I have sent hundreds--hundreds of letters in the last 10 years to people in the industry. Tapes, discs, photos, calls. Repeat.

It's easier to get a Bentley Continental GT to show up at your door than to make a quick dent in the Biz, in my experience.

But in the imagined words of sewer worker Ed Norton of 328 Chauncey Street:


"The s--t moves along at last."



Tuesday, October 28, 2008

Beanus interruptus

It oughta be an Olympic event; the 20-yard New York City store dash from auto to store to auto in 30 seconds or less. I tried it last night at Chipotle on West 48th between Broadway and 6th Avenue.

A frantic gesture by Mrs. Bananas outside the store alerted me to the presence of a car behind my car, and it wasn't Mr. Softee.

It didn't help that my car was a milk-white 2008 Volkswagen Jetta wagon with Michigan plates.

I charged out out out. Before I could get a word in edgeways, I got the grille.

"Is that your car?"

"No, ma'am, that's a test car. I am reviewing it."

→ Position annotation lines
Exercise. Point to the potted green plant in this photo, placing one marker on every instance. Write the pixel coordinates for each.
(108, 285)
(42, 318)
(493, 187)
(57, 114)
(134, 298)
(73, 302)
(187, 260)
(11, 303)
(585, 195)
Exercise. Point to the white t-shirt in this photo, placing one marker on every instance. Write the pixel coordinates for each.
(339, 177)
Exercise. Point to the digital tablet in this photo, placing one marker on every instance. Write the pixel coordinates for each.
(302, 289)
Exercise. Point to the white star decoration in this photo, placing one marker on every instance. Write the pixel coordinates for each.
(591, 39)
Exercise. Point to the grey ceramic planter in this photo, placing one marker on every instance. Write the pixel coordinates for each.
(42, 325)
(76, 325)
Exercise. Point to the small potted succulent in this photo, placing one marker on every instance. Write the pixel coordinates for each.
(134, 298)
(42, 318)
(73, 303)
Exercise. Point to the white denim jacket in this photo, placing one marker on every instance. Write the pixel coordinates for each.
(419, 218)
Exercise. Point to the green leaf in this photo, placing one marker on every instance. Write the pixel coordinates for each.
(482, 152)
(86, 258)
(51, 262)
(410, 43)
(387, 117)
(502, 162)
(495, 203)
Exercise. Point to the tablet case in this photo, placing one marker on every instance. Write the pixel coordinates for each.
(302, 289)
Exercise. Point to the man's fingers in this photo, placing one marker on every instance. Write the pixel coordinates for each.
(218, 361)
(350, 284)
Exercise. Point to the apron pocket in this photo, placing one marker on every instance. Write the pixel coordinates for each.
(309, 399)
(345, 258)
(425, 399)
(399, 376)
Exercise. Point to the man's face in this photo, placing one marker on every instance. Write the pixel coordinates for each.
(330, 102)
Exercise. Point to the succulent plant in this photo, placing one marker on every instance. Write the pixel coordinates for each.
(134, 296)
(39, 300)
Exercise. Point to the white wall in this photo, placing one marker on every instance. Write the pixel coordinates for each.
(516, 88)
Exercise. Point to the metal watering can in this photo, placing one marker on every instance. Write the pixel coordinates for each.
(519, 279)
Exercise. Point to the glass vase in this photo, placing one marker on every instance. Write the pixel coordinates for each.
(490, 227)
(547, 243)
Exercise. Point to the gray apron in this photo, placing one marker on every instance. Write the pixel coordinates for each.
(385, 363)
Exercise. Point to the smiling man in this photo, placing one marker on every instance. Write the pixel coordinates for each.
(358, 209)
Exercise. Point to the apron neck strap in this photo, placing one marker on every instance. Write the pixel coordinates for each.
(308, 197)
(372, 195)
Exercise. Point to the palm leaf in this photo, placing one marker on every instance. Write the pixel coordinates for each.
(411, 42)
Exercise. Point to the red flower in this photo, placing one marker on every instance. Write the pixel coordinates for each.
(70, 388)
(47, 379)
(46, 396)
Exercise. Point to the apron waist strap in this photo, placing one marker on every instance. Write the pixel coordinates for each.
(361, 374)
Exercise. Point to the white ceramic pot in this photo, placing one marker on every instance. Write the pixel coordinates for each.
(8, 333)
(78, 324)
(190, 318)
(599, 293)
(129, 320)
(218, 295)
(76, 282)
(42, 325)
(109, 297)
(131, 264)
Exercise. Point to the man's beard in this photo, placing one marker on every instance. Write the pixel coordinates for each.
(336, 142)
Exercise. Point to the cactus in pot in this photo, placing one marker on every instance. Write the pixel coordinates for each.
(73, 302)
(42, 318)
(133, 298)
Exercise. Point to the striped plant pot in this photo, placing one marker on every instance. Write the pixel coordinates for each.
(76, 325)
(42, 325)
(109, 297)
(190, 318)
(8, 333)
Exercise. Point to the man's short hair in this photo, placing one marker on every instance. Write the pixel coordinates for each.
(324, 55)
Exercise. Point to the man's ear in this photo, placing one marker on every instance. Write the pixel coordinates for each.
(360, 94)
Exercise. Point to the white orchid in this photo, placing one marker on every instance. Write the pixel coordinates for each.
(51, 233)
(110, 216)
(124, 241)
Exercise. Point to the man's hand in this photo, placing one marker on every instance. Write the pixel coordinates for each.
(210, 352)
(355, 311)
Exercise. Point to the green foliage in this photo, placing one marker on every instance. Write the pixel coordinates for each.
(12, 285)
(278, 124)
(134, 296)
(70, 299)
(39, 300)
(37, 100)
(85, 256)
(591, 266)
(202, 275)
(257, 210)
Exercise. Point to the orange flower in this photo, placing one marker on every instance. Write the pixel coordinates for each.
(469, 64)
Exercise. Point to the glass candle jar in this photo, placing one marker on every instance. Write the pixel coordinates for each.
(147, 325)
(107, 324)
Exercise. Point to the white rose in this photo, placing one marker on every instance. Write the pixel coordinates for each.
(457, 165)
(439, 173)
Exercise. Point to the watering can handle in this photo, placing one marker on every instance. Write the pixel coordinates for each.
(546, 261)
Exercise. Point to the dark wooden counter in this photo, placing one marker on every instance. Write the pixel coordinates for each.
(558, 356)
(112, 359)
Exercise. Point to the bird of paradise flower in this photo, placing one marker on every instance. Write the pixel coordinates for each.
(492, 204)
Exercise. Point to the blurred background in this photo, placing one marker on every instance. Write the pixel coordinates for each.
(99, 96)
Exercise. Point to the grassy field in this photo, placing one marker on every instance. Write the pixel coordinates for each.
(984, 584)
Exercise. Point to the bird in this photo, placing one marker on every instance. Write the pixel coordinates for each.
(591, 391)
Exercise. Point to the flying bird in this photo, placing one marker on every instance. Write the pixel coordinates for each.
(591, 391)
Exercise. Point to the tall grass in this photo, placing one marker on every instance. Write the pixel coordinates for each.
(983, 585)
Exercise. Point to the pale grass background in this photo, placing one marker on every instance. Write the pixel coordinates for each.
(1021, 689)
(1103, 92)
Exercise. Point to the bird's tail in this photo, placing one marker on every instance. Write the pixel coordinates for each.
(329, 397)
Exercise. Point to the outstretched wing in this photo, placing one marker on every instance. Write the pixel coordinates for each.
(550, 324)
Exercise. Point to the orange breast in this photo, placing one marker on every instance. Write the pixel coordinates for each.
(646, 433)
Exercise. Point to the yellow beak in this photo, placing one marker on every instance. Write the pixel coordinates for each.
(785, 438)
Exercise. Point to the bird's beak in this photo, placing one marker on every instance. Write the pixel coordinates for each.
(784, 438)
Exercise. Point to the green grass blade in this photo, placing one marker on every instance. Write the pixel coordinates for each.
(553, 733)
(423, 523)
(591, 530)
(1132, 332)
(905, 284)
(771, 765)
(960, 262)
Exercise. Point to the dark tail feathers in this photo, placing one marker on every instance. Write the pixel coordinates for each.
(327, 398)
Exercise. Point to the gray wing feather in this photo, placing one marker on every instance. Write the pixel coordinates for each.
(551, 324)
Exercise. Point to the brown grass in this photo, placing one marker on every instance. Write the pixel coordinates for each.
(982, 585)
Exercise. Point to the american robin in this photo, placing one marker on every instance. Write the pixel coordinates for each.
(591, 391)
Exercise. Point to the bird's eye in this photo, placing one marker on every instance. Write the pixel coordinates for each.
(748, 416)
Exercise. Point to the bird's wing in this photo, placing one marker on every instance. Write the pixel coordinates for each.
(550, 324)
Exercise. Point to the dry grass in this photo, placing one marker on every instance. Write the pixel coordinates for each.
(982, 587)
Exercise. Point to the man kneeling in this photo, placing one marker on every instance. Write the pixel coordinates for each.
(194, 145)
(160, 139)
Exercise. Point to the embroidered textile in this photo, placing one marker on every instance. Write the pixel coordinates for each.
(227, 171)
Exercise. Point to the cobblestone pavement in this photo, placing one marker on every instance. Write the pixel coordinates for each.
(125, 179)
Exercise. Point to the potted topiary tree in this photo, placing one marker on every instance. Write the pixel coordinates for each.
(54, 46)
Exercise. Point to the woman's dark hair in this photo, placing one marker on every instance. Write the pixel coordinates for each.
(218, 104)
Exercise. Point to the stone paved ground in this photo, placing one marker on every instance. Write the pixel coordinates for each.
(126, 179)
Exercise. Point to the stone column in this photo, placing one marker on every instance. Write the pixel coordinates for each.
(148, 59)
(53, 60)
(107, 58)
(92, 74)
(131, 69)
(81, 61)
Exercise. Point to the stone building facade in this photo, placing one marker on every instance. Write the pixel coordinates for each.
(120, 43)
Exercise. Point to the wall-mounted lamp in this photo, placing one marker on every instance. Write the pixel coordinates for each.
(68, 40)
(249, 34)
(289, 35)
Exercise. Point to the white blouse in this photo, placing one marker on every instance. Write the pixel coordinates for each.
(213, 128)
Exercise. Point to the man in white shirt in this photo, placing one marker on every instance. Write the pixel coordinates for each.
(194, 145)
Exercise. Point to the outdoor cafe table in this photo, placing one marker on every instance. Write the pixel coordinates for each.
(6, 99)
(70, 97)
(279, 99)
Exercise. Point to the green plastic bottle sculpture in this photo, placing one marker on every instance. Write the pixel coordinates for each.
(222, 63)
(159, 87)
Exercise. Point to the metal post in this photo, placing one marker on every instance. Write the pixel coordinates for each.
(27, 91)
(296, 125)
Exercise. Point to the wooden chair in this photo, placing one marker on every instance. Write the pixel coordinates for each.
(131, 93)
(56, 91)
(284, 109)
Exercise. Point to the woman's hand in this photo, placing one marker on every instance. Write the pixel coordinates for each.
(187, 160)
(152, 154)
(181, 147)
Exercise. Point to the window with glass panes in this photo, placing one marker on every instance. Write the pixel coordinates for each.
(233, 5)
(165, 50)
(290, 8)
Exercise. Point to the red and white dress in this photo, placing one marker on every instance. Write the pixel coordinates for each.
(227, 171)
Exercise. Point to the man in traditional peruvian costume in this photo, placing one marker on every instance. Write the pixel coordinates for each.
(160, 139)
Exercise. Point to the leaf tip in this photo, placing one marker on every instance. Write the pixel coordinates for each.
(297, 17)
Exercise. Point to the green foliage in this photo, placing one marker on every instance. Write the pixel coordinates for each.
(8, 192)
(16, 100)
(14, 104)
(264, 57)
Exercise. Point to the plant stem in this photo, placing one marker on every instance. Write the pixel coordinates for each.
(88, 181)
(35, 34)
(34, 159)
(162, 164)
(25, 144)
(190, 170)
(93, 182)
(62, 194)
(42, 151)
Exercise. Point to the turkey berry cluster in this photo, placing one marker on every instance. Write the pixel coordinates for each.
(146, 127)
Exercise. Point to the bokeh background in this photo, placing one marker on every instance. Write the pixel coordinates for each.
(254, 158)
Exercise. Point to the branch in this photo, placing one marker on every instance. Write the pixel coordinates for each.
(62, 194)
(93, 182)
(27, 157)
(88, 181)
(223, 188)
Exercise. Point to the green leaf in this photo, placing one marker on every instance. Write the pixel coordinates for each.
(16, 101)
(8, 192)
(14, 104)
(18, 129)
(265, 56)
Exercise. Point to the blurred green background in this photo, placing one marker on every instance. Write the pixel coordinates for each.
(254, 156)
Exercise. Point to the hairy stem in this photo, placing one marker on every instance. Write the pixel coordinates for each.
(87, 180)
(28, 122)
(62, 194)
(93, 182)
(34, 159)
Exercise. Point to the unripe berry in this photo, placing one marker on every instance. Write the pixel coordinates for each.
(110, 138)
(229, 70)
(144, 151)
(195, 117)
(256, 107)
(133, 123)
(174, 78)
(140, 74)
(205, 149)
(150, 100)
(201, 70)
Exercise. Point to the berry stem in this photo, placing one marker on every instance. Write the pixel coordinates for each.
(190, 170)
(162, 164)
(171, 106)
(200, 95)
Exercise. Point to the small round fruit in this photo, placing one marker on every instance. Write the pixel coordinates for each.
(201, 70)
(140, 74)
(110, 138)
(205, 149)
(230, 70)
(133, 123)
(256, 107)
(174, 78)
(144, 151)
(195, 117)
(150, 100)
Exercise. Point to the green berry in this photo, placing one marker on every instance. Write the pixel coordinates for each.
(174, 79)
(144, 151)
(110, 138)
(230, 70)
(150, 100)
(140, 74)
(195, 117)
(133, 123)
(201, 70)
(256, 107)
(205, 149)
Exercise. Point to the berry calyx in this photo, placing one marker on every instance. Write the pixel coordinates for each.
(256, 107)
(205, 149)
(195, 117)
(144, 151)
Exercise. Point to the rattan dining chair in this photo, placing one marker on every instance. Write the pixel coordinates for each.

→ What you should do
Rewrite the blog post from "Beanus interruptus" up to and including "with Michigan plates.", changing "Jetta" to "Passat".

→ Exercise result
Beanus interruptus

It oughta be an Olympic event; the 20-yard New York City store dash from auto to store to auto in 30 seconds or less. I tried it last night at Chipotle on West 48th between Broadway and 6th Avenue.

A frantic gesture by Mrs. Bananas outside the store alerted me to the presence of a car behind my car, and it wasn't Mr. Softee.

It didn't help that my car was a milk-white 2008 Volkswagen Passat wagon with Michigan plates.